• **WRITTEN INSTRUCTION**
Extract every line of the records that contains the string "wooden", and copy each such line in full.

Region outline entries
┌──
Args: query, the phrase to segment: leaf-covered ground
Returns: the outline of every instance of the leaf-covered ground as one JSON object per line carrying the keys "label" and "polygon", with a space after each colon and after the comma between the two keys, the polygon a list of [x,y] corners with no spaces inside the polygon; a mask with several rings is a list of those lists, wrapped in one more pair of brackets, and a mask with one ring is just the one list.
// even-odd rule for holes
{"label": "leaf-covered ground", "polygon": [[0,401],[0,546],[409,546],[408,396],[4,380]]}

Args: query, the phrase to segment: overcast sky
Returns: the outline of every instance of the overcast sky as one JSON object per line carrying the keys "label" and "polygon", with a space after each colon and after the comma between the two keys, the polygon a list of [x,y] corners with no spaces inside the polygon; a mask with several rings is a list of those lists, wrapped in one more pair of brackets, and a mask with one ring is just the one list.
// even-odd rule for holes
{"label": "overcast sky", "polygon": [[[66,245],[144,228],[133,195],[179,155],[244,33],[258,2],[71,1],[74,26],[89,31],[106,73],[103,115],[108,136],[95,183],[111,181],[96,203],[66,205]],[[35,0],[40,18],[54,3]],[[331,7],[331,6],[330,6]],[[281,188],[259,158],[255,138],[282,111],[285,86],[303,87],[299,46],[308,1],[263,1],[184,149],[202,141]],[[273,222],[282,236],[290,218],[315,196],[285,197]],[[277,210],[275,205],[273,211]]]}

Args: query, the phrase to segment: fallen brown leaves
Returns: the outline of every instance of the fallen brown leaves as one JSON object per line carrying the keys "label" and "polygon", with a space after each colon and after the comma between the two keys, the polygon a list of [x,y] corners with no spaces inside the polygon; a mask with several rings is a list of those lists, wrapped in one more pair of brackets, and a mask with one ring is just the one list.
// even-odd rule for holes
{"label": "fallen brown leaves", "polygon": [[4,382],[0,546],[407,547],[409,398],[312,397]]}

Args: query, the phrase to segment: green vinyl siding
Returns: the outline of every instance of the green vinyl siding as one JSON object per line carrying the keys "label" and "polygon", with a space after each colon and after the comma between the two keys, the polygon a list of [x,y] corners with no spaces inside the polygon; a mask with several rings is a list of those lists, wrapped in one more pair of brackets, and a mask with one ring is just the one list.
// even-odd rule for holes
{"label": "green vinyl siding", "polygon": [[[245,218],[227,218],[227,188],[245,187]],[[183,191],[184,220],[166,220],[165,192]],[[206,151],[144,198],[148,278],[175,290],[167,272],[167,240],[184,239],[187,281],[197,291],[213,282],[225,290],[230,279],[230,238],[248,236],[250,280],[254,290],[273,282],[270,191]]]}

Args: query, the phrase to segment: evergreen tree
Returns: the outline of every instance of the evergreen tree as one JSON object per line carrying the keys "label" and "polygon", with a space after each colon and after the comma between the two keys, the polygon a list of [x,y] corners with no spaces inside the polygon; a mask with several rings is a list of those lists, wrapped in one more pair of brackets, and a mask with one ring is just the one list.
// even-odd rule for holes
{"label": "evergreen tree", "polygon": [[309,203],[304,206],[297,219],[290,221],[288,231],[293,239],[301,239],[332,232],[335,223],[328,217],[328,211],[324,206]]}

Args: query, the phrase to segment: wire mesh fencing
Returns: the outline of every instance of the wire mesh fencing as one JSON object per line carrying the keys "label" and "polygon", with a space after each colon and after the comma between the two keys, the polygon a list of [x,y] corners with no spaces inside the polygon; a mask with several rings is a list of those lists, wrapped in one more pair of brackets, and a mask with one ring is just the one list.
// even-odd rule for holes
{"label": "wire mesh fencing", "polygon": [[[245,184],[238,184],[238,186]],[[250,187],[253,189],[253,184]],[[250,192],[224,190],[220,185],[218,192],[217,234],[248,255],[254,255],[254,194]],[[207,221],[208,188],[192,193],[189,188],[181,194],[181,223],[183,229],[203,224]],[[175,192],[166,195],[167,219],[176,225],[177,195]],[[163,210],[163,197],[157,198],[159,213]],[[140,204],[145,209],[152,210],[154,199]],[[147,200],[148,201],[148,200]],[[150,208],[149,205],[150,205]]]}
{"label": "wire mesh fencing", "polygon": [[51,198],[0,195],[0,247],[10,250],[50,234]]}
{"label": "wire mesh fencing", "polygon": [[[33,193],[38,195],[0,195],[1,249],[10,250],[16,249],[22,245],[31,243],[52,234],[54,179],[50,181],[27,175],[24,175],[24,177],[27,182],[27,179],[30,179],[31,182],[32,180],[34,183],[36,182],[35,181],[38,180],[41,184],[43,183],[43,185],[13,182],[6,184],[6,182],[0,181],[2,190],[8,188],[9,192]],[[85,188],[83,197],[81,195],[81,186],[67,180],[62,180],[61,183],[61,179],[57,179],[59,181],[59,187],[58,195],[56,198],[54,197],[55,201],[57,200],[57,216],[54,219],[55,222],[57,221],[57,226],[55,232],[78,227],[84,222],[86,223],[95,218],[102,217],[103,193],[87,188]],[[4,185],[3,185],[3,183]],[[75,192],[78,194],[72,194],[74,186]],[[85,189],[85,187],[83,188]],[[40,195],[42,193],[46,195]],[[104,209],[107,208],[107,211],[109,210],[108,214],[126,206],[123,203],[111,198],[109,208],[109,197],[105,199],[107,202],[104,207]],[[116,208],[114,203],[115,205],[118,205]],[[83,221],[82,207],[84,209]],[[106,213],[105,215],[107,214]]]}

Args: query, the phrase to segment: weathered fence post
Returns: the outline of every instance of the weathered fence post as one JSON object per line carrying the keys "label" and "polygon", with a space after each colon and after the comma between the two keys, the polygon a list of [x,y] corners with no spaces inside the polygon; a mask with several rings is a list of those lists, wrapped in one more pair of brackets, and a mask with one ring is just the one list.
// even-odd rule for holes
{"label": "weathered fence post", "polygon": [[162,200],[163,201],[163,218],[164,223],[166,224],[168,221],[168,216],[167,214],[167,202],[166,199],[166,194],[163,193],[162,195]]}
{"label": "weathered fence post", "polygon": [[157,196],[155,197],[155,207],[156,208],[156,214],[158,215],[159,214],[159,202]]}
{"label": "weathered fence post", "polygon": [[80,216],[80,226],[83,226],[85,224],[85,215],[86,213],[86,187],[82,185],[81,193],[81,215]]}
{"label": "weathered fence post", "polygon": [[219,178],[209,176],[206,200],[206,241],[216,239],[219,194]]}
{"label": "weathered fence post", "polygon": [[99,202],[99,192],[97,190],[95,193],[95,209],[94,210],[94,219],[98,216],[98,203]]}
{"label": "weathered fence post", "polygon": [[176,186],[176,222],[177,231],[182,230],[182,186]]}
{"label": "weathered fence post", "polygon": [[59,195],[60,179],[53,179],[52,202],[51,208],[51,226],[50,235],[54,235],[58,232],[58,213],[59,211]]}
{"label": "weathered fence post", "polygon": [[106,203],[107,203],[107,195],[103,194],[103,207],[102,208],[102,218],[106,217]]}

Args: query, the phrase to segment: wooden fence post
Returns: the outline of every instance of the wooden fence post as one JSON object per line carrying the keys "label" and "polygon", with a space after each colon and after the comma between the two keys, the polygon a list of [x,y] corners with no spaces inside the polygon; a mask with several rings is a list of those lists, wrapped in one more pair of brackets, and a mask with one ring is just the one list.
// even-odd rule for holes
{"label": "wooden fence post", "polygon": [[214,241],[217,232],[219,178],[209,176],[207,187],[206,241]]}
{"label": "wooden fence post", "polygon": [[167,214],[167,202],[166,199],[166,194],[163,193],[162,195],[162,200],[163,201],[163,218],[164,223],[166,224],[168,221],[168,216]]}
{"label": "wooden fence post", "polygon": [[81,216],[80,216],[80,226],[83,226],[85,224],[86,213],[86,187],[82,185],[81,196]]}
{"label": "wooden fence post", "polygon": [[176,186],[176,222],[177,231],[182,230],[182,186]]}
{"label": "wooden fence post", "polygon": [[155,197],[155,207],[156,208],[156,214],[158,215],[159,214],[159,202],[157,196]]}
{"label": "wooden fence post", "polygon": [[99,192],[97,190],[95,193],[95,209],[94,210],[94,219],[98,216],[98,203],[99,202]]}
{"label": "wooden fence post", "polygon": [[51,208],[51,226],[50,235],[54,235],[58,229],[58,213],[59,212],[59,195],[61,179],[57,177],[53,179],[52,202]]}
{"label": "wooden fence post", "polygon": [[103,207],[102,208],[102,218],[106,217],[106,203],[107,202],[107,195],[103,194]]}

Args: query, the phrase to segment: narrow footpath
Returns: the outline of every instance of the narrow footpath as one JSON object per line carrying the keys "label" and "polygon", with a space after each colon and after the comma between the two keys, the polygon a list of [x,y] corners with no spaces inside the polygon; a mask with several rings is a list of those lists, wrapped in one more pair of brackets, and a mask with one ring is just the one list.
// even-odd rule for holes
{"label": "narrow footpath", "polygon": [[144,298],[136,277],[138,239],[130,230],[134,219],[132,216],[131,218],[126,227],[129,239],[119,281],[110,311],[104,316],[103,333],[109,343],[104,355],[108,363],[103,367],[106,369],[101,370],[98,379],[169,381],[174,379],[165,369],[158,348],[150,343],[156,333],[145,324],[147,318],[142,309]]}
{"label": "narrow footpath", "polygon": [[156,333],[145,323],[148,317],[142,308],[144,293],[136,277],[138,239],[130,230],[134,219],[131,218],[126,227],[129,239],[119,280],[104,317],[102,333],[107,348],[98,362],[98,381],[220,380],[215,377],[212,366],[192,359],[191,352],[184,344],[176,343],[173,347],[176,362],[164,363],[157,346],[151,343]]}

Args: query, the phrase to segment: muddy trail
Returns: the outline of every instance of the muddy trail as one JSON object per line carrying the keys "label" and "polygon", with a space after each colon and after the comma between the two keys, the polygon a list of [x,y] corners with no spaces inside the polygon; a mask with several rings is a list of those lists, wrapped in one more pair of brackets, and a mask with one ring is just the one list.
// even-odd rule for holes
└──
• **THE REPLY**
Args: query, the phrase to segment: wooden fence post
Returns: the outline of every instance of the wooden fence post as one JSON object per line carrying the keys "label" and "polygon", with a space after each colon and after the comma between the two keys, the polygon a list of [x,y] corners with no spaces inside the polygon; a mask with several rings is a list of those lists, wrapped in one more pair of brackets, and a mask with one ring is just the one list.
{"label": "wooden fence post", "polygon": [[214,241],[217,232],[219,178],[209,176],[207,187],[206,241]]}
{"label": "wooden fence post", "polygon": [[167,214],[167,202],[166,199],[166,194],[163,193],[162,195],[162,200],[163,201],[163,218],[164,223],[166,224],[168,221],[168,216]]}
{"label": "wooden fence post", "polygon": [[81,216],[80,216],[80,226],[83,226],[85,224],[86,213],[86,187],[82,185],[81,196]]}
{"label": "wooden fence post", "polygon": [[176,186],[176,222],[177,231],[182,230],[182,186]]}
{"label": "wooden fence post", "polygon": [[155,197],[155,207],[156,208],[156,214],[158,215],[159,214],[159,202],[157,196]]}
{"label": "wooden fence post", "polygon": [[99,192],[97,190],[95,193],[95,209],[94,210],[94,219],[98,216],[98,203],[99,202]]}
{"label": "wooden fence post", "polygon": [[51,208],[51,226],[50,235],[54,235],[58,229],[58,213],[59,212],[59,195],[61,179],[57,177],[53,179],[52,202]]}
{"label": "wooden fence post", "polygon": [[103,207],[102,208],[102,218],[106,217],[106,203],[107,202],[107,195],[103,194]]}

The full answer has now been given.